>> Begin Input records
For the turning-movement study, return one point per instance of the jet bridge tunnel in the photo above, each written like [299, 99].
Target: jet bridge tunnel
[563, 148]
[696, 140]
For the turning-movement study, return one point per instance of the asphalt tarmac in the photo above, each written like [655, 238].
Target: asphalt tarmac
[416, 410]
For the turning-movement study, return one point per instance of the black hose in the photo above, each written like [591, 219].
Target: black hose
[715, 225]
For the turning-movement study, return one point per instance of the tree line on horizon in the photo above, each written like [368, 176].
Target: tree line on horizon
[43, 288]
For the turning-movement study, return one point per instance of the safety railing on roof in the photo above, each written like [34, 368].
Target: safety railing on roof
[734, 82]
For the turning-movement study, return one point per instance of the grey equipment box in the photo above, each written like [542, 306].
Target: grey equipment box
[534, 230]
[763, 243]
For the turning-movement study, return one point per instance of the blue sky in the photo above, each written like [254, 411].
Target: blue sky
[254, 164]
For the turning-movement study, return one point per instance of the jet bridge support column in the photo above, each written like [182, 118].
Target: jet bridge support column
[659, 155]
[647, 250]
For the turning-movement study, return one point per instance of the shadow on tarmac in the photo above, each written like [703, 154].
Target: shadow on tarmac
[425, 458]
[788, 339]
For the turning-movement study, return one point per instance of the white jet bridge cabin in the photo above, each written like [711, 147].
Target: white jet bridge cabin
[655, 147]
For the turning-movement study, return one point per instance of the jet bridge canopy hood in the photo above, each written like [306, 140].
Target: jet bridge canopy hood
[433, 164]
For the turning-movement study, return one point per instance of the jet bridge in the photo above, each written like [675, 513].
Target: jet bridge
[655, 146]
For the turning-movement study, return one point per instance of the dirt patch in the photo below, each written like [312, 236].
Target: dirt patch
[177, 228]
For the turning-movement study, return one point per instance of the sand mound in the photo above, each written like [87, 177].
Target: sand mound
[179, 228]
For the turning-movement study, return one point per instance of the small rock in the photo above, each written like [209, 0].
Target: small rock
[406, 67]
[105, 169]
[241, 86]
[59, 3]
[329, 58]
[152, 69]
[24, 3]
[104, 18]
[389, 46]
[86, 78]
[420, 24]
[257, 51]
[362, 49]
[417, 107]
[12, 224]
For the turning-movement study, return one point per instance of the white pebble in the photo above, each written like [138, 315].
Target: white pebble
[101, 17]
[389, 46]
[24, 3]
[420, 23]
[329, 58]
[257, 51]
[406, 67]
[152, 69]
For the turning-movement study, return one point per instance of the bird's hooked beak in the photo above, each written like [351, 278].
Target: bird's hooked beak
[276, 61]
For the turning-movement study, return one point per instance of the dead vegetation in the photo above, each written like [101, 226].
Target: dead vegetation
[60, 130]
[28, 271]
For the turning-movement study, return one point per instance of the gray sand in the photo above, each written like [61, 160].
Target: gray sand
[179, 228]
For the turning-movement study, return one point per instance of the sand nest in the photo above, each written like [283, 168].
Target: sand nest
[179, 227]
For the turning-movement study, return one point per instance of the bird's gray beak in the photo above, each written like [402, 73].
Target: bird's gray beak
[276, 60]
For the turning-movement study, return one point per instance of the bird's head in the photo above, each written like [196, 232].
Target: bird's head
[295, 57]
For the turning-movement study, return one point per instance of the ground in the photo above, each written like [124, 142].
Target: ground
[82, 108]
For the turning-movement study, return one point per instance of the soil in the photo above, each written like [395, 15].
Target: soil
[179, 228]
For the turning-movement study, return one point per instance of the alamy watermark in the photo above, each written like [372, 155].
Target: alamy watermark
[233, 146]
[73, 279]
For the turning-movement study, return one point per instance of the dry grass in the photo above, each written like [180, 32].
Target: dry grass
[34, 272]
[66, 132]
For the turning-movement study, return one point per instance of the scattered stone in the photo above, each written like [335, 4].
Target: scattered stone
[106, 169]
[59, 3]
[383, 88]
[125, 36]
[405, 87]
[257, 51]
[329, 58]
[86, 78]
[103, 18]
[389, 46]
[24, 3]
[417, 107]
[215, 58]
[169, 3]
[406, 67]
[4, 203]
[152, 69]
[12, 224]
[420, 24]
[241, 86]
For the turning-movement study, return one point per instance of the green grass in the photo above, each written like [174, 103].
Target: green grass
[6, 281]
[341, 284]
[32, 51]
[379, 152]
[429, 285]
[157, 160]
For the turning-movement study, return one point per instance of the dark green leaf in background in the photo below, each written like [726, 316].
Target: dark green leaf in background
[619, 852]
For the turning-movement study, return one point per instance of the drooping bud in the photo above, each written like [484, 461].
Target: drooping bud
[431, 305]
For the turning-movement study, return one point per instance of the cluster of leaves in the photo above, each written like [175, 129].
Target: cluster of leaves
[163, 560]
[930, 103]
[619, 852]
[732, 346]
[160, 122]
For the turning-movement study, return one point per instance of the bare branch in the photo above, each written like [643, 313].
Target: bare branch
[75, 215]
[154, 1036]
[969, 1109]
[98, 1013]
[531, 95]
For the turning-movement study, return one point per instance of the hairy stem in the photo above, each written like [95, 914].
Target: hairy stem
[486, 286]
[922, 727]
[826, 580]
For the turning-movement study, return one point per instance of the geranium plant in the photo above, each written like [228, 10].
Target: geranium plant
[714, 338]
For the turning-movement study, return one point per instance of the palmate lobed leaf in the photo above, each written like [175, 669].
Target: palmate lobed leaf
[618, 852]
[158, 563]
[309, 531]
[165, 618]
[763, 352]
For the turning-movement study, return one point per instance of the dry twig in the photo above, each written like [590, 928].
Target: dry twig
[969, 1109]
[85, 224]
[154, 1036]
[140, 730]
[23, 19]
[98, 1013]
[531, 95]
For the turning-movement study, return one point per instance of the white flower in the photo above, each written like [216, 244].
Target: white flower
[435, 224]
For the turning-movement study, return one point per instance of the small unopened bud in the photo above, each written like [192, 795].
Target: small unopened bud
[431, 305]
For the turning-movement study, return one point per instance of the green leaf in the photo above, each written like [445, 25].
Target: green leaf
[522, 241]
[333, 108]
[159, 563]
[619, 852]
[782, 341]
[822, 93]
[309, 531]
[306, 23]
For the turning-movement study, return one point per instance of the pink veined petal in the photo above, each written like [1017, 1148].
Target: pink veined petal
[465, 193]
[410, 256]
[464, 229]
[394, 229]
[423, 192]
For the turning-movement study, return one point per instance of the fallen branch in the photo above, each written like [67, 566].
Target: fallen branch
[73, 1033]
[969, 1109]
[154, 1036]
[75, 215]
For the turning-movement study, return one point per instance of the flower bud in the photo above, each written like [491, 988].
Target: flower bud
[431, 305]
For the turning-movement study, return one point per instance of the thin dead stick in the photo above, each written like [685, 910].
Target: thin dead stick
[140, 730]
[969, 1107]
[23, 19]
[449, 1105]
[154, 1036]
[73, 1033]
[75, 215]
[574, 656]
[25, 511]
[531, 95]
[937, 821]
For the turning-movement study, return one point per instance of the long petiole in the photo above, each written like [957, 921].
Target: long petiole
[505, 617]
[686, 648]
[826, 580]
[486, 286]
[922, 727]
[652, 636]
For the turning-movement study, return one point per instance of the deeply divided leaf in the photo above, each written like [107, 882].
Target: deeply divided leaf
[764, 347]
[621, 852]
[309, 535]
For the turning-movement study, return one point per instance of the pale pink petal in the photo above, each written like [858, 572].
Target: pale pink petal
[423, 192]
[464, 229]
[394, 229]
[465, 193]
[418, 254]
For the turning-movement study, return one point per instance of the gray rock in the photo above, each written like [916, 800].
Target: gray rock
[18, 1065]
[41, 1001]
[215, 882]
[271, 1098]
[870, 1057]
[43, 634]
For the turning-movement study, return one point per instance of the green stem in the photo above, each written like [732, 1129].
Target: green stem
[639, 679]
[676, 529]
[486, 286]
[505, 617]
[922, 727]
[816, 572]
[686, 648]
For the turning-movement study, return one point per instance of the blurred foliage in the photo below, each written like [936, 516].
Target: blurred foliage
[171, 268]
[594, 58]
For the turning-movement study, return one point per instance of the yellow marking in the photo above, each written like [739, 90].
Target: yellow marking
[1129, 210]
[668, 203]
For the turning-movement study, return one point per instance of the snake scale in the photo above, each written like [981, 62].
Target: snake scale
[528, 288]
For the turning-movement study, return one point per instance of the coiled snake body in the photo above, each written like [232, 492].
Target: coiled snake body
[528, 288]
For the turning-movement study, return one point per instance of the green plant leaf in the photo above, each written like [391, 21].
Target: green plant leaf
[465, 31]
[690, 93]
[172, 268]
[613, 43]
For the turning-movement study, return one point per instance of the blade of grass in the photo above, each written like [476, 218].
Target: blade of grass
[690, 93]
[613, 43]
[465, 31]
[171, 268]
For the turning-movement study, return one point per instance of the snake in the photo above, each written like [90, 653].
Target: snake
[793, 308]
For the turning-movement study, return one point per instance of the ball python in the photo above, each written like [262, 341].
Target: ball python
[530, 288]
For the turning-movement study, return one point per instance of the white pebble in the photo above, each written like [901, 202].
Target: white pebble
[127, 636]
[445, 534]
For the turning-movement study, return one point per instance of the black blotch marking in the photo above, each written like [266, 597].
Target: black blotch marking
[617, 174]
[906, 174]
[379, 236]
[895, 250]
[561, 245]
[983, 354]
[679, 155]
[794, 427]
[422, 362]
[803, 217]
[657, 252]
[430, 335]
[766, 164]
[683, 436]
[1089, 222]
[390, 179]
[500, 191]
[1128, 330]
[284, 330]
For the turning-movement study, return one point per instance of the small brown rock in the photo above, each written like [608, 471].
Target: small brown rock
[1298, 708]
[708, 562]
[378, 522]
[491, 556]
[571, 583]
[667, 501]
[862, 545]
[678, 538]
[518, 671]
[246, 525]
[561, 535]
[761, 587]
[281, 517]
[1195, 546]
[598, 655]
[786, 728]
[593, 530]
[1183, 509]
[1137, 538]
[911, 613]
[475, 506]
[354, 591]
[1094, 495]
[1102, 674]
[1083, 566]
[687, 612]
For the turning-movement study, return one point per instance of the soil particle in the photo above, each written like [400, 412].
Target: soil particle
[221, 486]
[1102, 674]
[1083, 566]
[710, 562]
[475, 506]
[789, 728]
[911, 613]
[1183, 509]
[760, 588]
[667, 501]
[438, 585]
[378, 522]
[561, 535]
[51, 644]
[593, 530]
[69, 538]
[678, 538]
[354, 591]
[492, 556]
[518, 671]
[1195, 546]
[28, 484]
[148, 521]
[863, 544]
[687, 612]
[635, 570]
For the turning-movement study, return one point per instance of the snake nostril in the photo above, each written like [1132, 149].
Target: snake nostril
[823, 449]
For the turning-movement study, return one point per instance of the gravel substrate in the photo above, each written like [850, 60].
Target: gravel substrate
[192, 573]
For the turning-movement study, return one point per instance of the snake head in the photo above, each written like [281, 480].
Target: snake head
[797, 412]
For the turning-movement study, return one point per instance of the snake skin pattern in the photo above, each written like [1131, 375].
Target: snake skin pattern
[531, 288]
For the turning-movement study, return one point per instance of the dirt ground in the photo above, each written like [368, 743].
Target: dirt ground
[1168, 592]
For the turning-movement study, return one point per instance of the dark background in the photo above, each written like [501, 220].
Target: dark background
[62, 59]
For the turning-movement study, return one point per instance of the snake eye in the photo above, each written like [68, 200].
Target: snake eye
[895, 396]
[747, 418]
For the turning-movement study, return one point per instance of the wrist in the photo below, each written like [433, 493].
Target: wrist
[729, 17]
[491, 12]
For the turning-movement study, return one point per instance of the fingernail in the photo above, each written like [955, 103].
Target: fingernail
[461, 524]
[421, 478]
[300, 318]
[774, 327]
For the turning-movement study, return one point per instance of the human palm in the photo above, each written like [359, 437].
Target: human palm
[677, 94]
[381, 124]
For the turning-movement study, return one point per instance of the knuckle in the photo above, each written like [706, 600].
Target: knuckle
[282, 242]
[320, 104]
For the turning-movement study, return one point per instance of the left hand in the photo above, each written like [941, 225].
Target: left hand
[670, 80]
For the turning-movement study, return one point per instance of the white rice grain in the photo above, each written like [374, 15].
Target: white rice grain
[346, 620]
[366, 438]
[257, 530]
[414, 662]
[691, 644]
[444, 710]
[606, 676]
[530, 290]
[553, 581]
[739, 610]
>> End Input records
(Task description): The lines to reproduce run from the line containing "like [359, 437]." to the end of the listing; write them out exactly and add nothing.

(Complete response):
For the turning-movement study, return one point per instance of the human palm in the photo above, each written like [359, 437].
Target: human palm
[677, 94]
[381, 124]
For the turning-movement study, return one point per instance of the knuckle in the photo above, each written like [706, 600].
Target: knuckle
[282, 242]
[320, 104]
For the turning-movement study, return one point per instance of the left hand in the photo above, each written like [941, 225].
Target: left hand
[670, 80]
For the turning-movement study, return one point per instance of the white rice grain in the photo above, each written like [374, 15].
Target: white rice grain
[346, 620]
[366, 438]
[257, 530]
[414, 662]
[691, 644]
[444, 710]
[606, 676]
[530, 290]
[553, 581]
[739, 610]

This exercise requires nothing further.